━━━ Given information

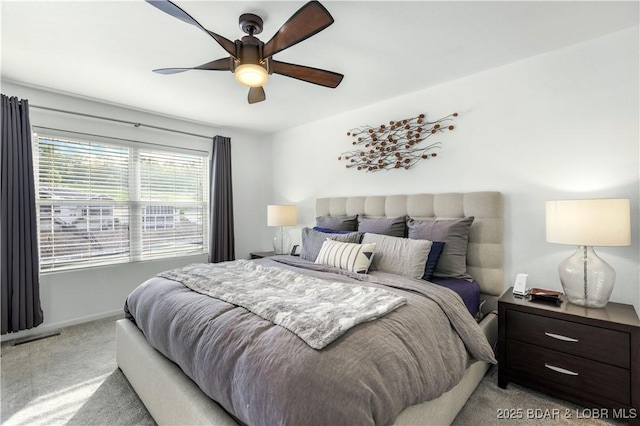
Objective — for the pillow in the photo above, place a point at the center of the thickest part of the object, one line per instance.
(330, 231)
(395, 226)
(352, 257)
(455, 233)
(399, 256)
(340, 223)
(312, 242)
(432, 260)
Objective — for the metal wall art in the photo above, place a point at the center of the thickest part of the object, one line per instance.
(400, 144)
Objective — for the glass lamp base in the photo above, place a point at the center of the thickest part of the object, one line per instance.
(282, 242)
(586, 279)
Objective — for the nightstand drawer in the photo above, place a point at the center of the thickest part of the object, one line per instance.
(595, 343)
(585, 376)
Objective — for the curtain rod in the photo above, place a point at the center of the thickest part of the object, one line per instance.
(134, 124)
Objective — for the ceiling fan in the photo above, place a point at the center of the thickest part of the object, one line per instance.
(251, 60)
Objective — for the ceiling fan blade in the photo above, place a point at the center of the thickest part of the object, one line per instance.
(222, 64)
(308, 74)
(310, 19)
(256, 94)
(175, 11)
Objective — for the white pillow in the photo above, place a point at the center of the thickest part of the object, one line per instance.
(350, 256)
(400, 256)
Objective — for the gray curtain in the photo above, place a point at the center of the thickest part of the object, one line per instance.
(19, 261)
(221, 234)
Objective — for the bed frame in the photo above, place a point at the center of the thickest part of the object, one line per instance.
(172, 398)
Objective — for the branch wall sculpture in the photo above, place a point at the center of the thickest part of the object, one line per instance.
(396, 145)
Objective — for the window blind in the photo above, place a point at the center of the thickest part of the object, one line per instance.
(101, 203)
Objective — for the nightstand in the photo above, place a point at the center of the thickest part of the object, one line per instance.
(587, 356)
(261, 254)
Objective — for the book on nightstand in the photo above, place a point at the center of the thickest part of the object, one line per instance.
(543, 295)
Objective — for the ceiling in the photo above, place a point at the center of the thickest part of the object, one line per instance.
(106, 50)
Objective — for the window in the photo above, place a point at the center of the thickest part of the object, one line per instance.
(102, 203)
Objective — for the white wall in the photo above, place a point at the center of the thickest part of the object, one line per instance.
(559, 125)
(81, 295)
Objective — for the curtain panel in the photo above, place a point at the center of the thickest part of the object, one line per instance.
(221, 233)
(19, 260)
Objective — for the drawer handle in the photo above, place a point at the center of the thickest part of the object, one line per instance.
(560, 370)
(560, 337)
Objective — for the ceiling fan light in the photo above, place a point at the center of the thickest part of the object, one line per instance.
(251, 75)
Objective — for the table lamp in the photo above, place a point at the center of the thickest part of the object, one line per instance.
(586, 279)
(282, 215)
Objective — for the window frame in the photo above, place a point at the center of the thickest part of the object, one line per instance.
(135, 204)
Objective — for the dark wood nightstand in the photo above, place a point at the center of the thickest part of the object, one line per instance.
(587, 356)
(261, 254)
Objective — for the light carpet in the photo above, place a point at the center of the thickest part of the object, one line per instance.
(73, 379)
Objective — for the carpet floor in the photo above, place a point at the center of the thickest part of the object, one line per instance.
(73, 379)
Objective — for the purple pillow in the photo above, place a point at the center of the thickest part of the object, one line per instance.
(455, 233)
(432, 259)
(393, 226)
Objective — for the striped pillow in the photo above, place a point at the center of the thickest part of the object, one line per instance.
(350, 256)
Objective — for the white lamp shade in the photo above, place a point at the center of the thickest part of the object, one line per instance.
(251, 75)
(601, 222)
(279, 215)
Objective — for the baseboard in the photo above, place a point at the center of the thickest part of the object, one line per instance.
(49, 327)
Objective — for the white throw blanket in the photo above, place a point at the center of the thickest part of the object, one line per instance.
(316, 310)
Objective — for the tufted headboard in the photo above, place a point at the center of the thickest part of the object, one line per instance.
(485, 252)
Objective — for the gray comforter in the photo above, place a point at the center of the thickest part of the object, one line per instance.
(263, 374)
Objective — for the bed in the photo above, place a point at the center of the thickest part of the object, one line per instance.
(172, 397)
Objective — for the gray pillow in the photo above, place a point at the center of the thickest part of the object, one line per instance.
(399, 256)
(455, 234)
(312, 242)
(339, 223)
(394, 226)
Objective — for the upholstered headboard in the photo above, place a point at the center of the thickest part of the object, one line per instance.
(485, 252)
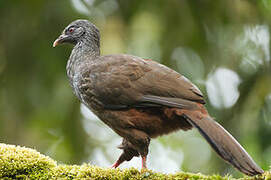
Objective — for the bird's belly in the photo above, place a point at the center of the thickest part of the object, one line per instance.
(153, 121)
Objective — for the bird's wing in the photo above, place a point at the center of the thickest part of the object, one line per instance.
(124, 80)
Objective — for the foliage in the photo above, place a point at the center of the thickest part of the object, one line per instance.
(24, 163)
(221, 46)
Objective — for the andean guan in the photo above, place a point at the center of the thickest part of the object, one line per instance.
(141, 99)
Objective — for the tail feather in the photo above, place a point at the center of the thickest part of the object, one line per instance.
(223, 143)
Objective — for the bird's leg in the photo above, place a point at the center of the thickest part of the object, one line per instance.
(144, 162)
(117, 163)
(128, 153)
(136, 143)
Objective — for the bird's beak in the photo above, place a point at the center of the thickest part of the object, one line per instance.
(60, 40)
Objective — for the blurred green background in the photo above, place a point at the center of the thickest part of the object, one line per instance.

━━━━━━

Try it: Each record must be returned exactly as it stands, and the images omitted.

Answer box:
Objective — for the pillow in the photo above, place a point at the center of the thickest part of the object, one line per instance.
(330, 231)
(395, 226)
(352, 257)
(455, 233)
(399, 256)
(340, 223)
(312, 242)
(432, 260)
Objective — for the metal wall art in the photo above, place a point at the center of the thickest part of the object, one line per instance.
(400, 144)
Objective — for the glass lamp base in the photo above, place a point at the center of the thickest part of the object, one line per instance.
(282, 242)
(586, 279)
Objective — for the nightstand drawer in the photo above, place a point at the center of the thickest part of the object, one line per instance.
(595, 343)
(585, 376)
Objective — for the curtain rod in the photo above, place a point at the center of the thickest part of the object, one line per instance.
(134, 124)
Objective — for the ceiling fan in the photo above, place a point at the center of the thickest part of the object, one line per instance.
(251, 60)
Objective — for the ceiling fan blade in the photo above, place a point at the center of the thickest part of the object, one line per instance.
(222, 64)
(308, 74)
(310, 19)
(256, 94)
(175, 11)
Objective — for the white pillow in the photo above, place a point at the center of the thickest part of the object, one line per instance.
(350, 256)
(400, 256)
Objective — for the gray curtain in the photo above, place a point at the center of the thickest part of the object, one line per instance.
(19, 261)
(221, 234)
Objective — for the bed frame in the photo above, place a point at the center of the thickest part of the object, one line per instance.
(172, 398)
Objective — for the branch wall sculpture in the photo above, place a point at the center of the thickest part of the object, one line per instance.
(396, 145)
Objective — for the window blind in the photo above, place a point at the center of the thickest part of the object, one line per instance.
(101, 203)
Objective — for the nightstand in the photo above, place a point at the center of the thickest part of the object, one line per instance.
(587, 356)
(261, 254)
Objective — for the book on nightstand in the photo above, place a point at the center of the thickest part of the object, one line per instance.
(543, 295)
Objective — for the ceiling in the photo above, place a point at the center of the thickest part of the object, one line per instance.
(106, 50)
Objective — for the window in the photo above, place a point at the center of the thickest part of the object, one line per instance.
(102, 203)
Objective — for the white wall in the photo above, place a point at the center of the thickest part of the object, one line per instance.
(559, 125)
(81, 295)
Objective — for the curtain panel in the photo above, place a point at the center of the thickest part of the object, one line per instance.
(221, 233)
(19, 260)
Objective — for the drawer handle in the photo above, place a point at the center of the thickest part of the object, one line per instance.
(560, 370)
(560, 337)
Objective — for the ceiling fan light in the photo above, place a point at the center of the thickest part of the object, one line per instance.
(251, 75)
Objective — for the table lamp in the photo above, place a point at the center of the thickest part of the object, one line per instance.
(586, 279)
(282, 215)
Objective — for the window frame in the photo above, place a point at the center of the thickest part of the object, one line per instance.
(135, 204)
Objective — for the dark wood nightstand in the photo above, place a point at the center of the thickest part of the object, one line per instance.
(587, 356)
(261, 254)
Objective — for the light carpet in the photo above, place a point at the center of the thickest part of the object, one line per instance.
(73, 379)
Objective — for the carpet floor in the photo above, place a point at the center of the thickest part of the object, one line per instance.
(73, 379)
Objective — for the purple pillow in the photo above, place a point at the center of the thickest part of the object, one line per instance.
(455, 233)
(432, 259)
(393, 226)
Objective — for the striped pillow in the photo above, place a point at the center of the thickest part of the object, one line per instance.
(350, 256)
Objective — for the white lamp shade in the photo above, place a point at the center of the thickest part of the object, one line per instance.
(251, 75)
(601, 222)
(279, 215)
Objective — for the baseboard in the photo above, place a point at the center of the thickest part of the object, one line per instance.
(49, 327)
Objective — for the white throw blanket in the photo above, place a point at the center of the thickest part of the object, one line per instance.
(316, 310)
Objective — for the tufted headboard in the photo above, place a point at the center of the thickest part of the object, one line per instance.
(485, 252)
Objective — for the gray comforter in the photo above, place a point at the center of the thickest part of the object, one line per instance.
(263, 374)
Objective — for the bed in the photo above, place a point at the center of the thickest part of the object, one line per instance.
(172, 397)
Objective — for the gray pillow in the photo above, place a point at the center of the thickest part of the object, one line per instance.
(399, 256)
(455, 234)
(312, 242)
(339, 223)
(394, 226)
Objective — for the upholstered headboard in the photo above, place a point at the center of the thickest part of the object, one line per instance.
(485, 252)
Objective — for the bird's belly in the photo above, place a point at the center of the thickest part of the object, one line per instance.
(153, 121)
Objective — for the bird's wing in the photo above, place a point at the center of the thickest part of the object, one line per instance.
(124, 80)
Objective — for the foliage in the photo above, place a point at the center of the thickest part of the object, one line per instance.
(24, 163)
(221, 46)
Objective — for the andean guan in the photo above, place a point at the center of the thickest part of the object, one line per instance.
(141, 99)
Objective — for the tail feather in the photo above, place a point at the center of the thickest part of the object, one line per instance.
(223, 143)
Objective — for the bird's leg in the photo above, place a point at the center of the thickest part of the object, one line per instance.
(144, 162)
(117, 163)
(128, 153)
(136, 143)
Objective — for the bird's beak in the photo above, place a point at the center of the thickest part of the object, one line per instance.
(60, 40)
Objective — for the blurred green background in the photo above, place a point at the center of the thickest part of the object, one line per instance.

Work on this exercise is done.